━━━━━ DOCUMENT EXCERPT

Hunting The Elusive Fat Pill

Obesity is booming, yet there are only two medications approved for long-term weight loss. Why is it so hard to make a diet pill that works? For one thing, evolution hates diets

Pill Target: Juuuuuust a bit outside... Medi-Mation

As magic little pills go, the weight-loss drug rimonabant was destined to be huge. It was supposed to put a dent in the obesity epidemic and help people quit smoking and improve their cholesterol along the way. Pharmaceutical execs expected it to usher in a new class of drugs bigger than cholesterol-controlling statins, like Lipitor, Pfizer’s $1-billion-a-month blockbuster. Such was the promise when rimonabant hit Europe in 2006 under the brand name Acomplia.

But the drug never made it to American medicine cabinets. Doctors soon realized that rimonabant exacerbated already high rates of anxiety, depression and suicidal thinking among the obese. Last fall, manufacturer Sanofi-Aventis pulled Acomplia from shelves after five people from a trial of 36,000 patients taking it committed suicide (as did one person taking a placebo). The company abandoned the drug, and concerns about the compound’s safety led Merck and Pfizer to dump their copycat versions, both in late-stage trials. “The class as a whole is defunct,” says Nick Turner, an industry analyst with Mirabaud Securities, an investment firm that tracks pharmaceuticals.

In And Out: The FDA-approved weight-loss drug orlistat works by blocking enzymes in the stomach and small intestine. This inhibits the body’s ability to absorb fat molecules, which then pass undigested to the bowels.  Medi-Mation

Now doctors are back to square one, with precious few medicinal options for the two thirds of Americans who are overweight. For the one third who are obese, the situation is dire. Obesity, defined as having a body-mass index of 30 or greater, sets the stage for diabetes and killer conditions such as heart disease, stroke and cancer. Aside from advice (stop eating) and stomach surgery for the severely obese (say, 5-foot-8, 265 pounds), there are just two anti-obesity medications approved for long-term use, and the pounds come right back on as soon as you stop taking them. The appetite suppressant sibutramine, a non-addicting cousin of amphetamines, can increase blood pressure in an already hypertensive population, and the fat blocker orlistat (sold over the counter as Alli) can cause what doctors call “fecal urgency” and diarrhea. Worse, both produce only marginal weight loss. “That’s the real killer,” says Steve Bloom, who heads the metabolic-medicine department at Imperial College London. “The reality is, we seem to be getting nowhere.”

━━━━━━━━━━
━━━━━ ENTRIES PROVIDED

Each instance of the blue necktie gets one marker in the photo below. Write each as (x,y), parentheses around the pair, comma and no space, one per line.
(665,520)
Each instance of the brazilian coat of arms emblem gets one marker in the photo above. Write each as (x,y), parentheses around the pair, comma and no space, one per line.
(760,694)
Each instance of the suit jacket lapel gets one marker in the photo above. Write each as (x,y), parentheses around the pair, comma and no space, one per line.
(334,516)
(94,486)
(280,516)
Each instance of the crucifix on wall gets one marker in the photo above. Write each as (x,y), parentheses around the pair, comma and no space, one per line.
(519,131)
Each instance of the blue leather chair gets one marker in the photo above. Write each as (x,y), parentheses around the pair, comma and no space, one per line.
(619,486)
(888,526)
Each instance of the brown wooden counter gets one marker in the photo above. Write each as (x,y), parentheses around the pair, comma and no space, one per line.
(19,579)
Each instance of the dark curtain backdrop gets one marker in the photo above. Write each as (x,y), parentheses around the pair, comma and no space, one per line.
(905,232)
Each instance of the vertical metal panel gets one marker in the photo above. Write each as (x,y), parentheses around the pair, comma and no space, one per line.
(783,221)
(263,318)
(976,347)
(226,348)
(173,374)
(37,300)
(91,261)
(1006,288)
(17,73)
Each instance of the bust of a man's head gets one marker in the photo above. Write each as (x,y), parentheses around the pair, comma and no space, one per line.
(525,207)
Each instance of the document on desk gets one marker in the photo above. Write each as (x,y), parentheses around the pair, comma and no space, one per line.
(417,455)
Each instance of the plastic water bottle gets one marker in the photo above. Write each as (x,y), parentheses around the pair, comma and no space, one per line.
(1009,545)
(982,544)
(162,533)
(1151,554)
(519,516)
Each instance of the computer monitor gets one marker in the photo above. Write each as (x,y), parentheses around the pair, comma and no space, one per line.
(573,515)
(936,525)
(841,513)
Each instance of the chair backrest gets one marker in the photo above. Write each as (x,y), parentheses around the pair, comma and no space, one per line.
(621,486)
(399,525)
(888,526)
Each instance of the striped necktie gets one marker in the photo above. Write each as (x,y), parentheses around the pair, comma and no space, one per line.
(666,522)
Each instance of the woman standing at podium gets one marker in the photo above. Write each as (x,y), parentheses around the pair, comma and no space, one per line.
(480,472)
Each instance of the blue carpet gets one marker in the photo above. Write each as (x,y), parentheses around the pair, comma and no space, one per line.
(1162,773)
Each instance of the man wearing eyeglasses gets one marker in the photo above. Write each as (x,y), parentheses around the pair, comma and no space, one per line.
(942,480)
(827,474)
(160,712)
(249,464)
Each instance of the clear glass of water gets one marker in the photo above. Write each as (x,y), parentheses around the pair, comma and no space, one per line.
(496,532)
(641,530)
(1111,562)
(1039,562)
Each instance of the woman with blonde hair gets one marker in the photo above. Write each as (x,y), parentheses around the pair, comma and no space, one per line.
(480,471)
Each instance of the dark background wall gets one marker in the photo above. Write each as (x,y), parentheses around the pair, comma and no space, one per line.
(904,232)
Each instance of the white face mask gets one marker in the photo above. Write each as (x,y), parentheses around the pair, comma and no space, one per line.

━━━━━━━━━━

[WHAT TO WORK ON]
• A. According to the article on weight-loss drugs, why did Merck and Pfizer drop their own versions of rimonabant? Answer in one to three sentences.
• B. Answer these questions from the article on weight-loss drugs:
(i) In what year did rimonabant reach Europe, and under what brand name?
(ii) What body-mass index defines obesity?
(iii) Under what name is orlistat sold over the counter?
• C. Transcribe word for word the stretch of the article on weight-loss drugs from "Hunting The Elusive" through "brand name Acomplia.".

[EXPECTED RESULTS]
• A. Merck and Pfizer dropped their copycat versions because of concerns about the compound's safety. Rimonabant had been found to worsen anxiety, depression and suicidal thinking among the obese. Sanofi-Aventis had also pulled Acomplia after suicides in a trial.

• B.
(i) 2006, as Acomplia
(ii) 30 or greater
(iii) Alli

• C.
Hunting The Elusive Fat Pill

Obesity is booming, yet there are only two medications approved for long-term weight loss. Why is it so hard to make a diet pill that works? For one thing, evolution hates diets

Pill Target: Juuuuuust a bit outside... Medi-Mation

As magic little pills go, the weight-loss drug rimonabant was destined to be huge. It was supposed to put a dent in the obesity epidemic and help people quit smoking and improve their cholesterol along the way. Pharmaceutical execs expected it to usher in a new class of drugs bigger than cholesterol-controlling statins, like Lipitor, Pfizer’s $1-billion-a-month blockbuster. Such was the promise when rimonabant hit Europe in 2006 under the brand name Acomplia.